■ Given text
Here, we’ve outlined seven smart uses for your stimulus check, no matter how large it is. Every situation is different, so spend, save, and invest wisely and consider talking things through with a money-smart friend, your partner, or your financial advisor. These stimulus checks aren’t a cure-all, but they will make your immediate financial situation a little easier.

Pay for the essentials

If you or your partner have lost your job or had a pay or hours cut, you likely need this money for your bills. According to an analysis from real estate company Redfin, the median monthly mortgage payment in the U.S. is $1,566, and the median monthly rent payment is $1,058. $1,200 ($2,400 for couples filing jointly) may not even cover mortgage or rent for some families.

Still, it’s important to focus on the essentials if you’ve experienced a loss of income and don’t have substantial savings. Put your stimulus payment toward rent, utilities, food, and other essentials—for now, it’s a one-time payment, so make it last as long as possible. The Bankrate survey found that 50 percent of those who expect to receive a check plan to use the money to help pay bills, while 41 percent plan to use it for day-to-day essentials such as food, medicine, and supplies. If you’re low on funds, doing so is certainly the responsible, necessary choice.

■ Provided records
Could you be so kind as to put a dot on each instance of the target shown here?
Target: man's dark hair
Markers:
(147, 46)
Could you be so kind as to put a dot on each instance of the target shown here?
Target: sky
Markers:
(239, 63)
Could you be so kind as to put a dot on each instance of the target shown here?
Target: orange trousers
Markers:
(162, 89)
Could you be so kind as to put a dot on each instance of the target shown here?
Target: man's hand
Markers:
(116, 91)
--
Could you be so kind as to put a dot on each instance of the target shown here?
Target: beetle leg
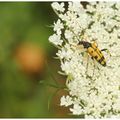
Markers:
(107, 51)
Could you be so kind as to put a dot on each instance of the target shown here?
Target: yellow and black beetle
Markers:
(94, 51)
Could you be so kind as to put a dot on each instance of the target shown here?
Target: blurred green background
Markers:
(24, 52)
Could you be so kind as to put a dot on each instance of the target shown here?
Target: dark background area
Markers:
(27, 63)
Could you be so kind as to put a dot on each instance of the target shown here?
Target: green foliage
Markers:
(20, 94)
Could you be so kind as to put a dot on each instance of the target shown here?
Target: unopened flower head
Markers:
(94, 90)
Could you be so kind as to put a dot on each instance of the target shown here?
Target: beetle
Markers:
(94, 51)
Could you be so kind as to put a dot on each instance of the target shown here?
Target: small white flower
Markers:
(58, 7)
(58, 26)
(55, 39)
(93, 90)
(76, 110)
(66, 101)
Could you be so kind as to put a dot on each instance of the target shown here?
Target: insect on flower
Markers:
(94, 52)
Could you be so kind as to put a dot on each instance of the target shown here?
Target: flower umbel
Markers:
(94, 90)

■ What is being asked
Write out everything in the stimulus check text from "Pay for the" down to "for some families.", substituting "home loan" for "mortgage".

■ Reply
Pay for the essentials

If you or your partner have lost your job or had a pay or hours cut, you likely need this money for your bills. According to an analysis from real estate company Redfin, the median monthly home loan payment in the U.S. is $1,566, and the median monthly rent payment is $1,058. $1,200 ($2,400 for couples filing jointly) may not even cover home loan or rent for some families.